- [What to do]
a: Answer these questions using the text on M. aquaticum and L. minor sensitivity to atrazine:
(i) How many days was M. aquaticum exposed in the sediment-free tests?
(ii) What range of 96-h EC50 values for L. minor did Fairchild et al. report?
(iii) What EC50 value for M. spicatum did Coutris et al. report?
b: Resume the text on M. aquaticum and L. minor sensitivity to atrazine, picking up right after its final sentence.

- [Document excerpt]

M. aquaticum versus L. minor: sensitivity to atrazine

The results of toxicity tests carried out in the sediment-free system showed comparable sensitivity of M. aquaticum and L. minor to atrazine. Although the duration of the tests differed (7-d exposure for L. minor and 10-d exposure for M. aquaticum), IC50 and IC25 as well as NOEC/LOEC values based on fresh weight biomass were similar. However, if compared to other L. minor growth parameters (RGR and yield based on the number of fronds and total frond area), M. aquaticum appears to be the more sensitive species to atrazine (Table 1).

The presented results on toxicity of atrazine to L. minor are in agreement with literature data, which in most cases present the results based on RGR calculated on the number of fronds. Fairchild et al. 14 reported 96-h EC50 values for L. minor to be 92 to 152 µg/L. Drost et al. 25 exposed L. minor to different triazine herbicides, including atrazine for 72 h and reported a 72-h EC50 of 0.7 µM/L (155 µg/L) and 6-d EC50 0.8 µM/L (176 µg/L) based on the number of fronds. Mohammad et al. 23 reported 7-d EC50 values of 89 ppb atrazine for L. gibba.

The open literature on the effects of atrazine to aquatic macrophytes provides little information on its toxicity to M. aquaticum, so the results of the present study contribute to filling in the missing data on M. aquaticum sensitivity to herbicides. The comparative data on sensitivity of other Myriophyllum versus Lemna species to herbicides, including atrazine, can be frequently found in the literature. Coutris et al. 20 compared sensitivity of different macrophyte species to a mixture of atrazine, isoproturone, and alachlor (a mixture contained 50% atrazine); the reported EC50 values were 70 ± 16 µg/L for L. minor and 59 ± 44 µg/L for M. spicatum. Other studies also found Myriophyllum species to be among macrophyte species that were the most sensitive to pesticides 21, 36. However, the opposite results have also been frequently reported 14, 16, 17. It can therefore be concluded that species sensitivity depends on the compounds considered 11.

- [Stored data]
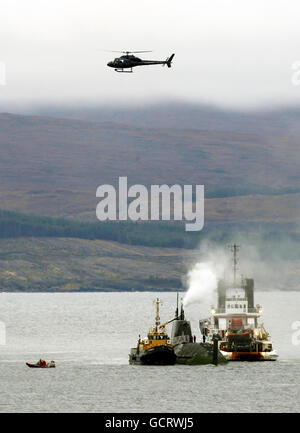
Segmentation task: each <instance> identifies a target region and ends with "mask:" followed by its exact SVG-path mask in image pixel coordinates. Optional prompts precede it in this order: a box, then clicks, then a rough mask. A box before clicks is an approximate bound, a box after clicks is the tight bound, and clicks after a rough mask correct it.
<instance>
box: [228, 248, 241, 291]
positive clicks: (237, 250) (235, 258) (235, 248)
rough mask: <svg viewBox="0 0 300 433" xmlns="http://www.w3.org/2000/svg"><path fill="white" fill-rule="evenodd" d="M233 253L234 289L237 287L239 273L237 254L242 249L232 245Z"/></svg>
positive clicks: (233, 282) (233, 271) (233, 275)
mask: <svg viewBox="0 0 300 433" xmlns="http://www.w3.org/2000/svg"><path fill="white" fill-rule="evenodd" d="M230 248H231V251H232V252H233V284H234V287H236V272H237V264H238V258H237V253H238V251H239V249H240V246H239V245H237V244H233V245H230Z"/></svg>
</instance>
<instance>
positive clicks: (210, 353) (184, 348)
mask: <svg viewBox="0 0 300 433" xmlns="http://www.w3.org/2000/svg"><path fill="white" fill-rule="evenodd" d="M174 351H175V354H176V363H177V364H187V365H205V364H211V363H212V359H213V346H212V345H211V344H209V343H182V344H178V345H176V346H175V347H174ZM218 362H227V359H226V358H225V357H224V356H223V355H222V353H221V352H220V351H218Z"/></svg>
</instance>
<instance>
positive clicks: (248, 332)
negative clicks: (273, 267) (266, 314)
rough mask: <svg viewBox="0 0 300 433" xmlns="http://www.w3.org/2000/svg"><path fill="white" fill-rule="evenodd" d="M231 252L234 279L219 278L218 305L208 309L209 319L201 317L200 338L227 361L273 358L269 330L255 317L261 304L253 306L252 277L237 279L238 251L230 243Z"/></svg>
mask: <svg viewBox="0 0 300 433" xmlns="http://www.w3.org/2000/svg"><path fill="white" fill-rule="evenodd" d="M231 249H232V252H233V281H232V280H231V281H228V280H225V279H223V280H219V282H218V308H215V307H212V308H211V318H210V319H205V320H200V331H201V333H202V334H203V338H204V339H207V341H208V342H210V343H213V341H214V340H215V339H217V340H218V347H219V350H220V352H221V353H222V355H223V356H224V357H225V358H226V359H227V360H228V361H276V359H277V358H278V355H277V352H276V351H275V350H274V349H273V345H272V341H271V339H270V335H269V333H268V332H267V331H266V329H265V327H264V325H263V323H259V322H258V319H259V318H260V317H261V314H262V307H261V306H260V305H258V304H257V305H256V306H255V307H254V280H253V279H251V278H246V279H245V278H243V277H240V278H239V280H238V279H237V261H238V260H237V252H238V249H239V246H238V245H236V244H234V245H232V246H231Z"/></svg>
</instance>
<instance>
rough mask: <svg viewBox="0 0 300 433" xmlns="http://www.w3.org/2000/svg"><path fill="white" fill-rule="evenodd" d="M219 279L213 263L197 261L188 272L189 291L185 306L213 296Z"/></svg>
mask: <svg viewBox="0 0 300 433" xmlns="http://www.w3.org/2000/svg"><path fill="white" fill-rule="evenodd" d="M217 281H218V279H217V274H216V272H215V270H214V268H213V265H212V263H207V262H206V263H205V262H203V263H196V265H195V266H194V267H193V268H192V269H191V270H190V271H189V272H188V291H187V292H186V294H185V296H184V299H183V304H184V306H187V305H189V304H192V303H196V302H198V303H199V302H201V301H203V300H204V299H207V298H211V297H212V294H213V293H214V291H215V290H216V287H217Z"/></svg>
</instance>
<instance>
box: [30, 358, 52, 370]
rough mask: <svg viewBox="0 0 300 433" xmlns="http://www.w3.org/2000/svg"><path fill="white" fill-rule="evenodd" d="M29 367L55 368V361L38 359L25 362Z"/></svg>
mask: <svg viewBox="0 0 300 433" xmlns="http://www.w3.org/2000/svg"><path fill="white" fill-rule="evenodd" d="M26 365H27V366H28V367H29V368H55V361H50V362H46V361H45V360H44V359H40V360H39V361H38V362H36V363H35V364H32V363H31V362H26Z"/></svg>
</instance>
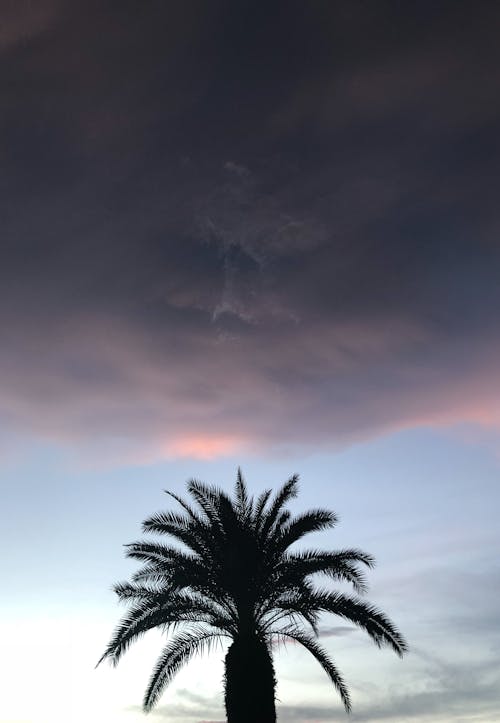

- [Your responses]
a:
(i) 10 days
(ii) 92 to 152 µg/L
(iii) 59 ± 44 µg/L

b:
M. aquaticum contact test: atrazine-spiked sediment

Myriophyllum aquaticum subculture cultivated on water-saturated sediments used for the contact test in the present study fulfilled the proposed minimum growth rate of 0.09 mg for 10 d as suggested by Feiler et al. 12. Recent studies showed that the growth rate of M. aquaticum is higher if grown in water-sediment than in sediment-free systems 35. The present study, as well as the results published recently by Feiler et al. 12 and Wersal and Madsen 37 showed that, as an emerged macrophyte species (contrary to other species from the same genus, which are mainly submersed), M. aquaticum grew very well on water-saturated sediment in water-free systems.

A dose response was observed for all endpoints except for root-to-shoot ratios (Fig. 1). Shoot and root growth parameters seem to be similar in terms of sensitivity to atrazine exposure, as IC50 values fell into a rather narrow range from 0.4 (shoot fresh weight) to 0.7 µg/g (relative growth rate based on the total plant fresh weight biomass) (Table 2). An increase of root-to-shoot ratio (based on fresh weight), although not significant, was recorded in all test treatments compared to the control, but it must be noted that none of the plants exposed to the two highest test concentrations have developed roots. Wersal and Madsen previously reported no significant atrazine uptake difference between roots and shoots in a sediment-free system 38. Myriophyllum aquaticum develops adventitious roots that grow from each node of the stolon where growth will begin once the old emergent shoots are submersed in the water column. Adventitious roots can grow to lengths of approximately 30 to 50 cm, giving M. aquaticum greater access to water column substances than other macrophyte species. Myriophyllum aquaticum has sediment roots; however, they are highly cuticularized, which may limit the uptake from the sediment 39.

The results of the present study showed that when grown in a water-free system, M. aquaticum developed sediment but not adventitious roots, as all shoots remained emergent throughout the test. Therefore, the only possible uptake was directly from sediments. In a risk assessment, this can be seen as a comparative advantage to other aquatic macrophyte species—M. aquaticum can be used for sediment assessment and risk assessment of sediment bound substances exclusively, because the impact or interference of water column substances can be completely excluded.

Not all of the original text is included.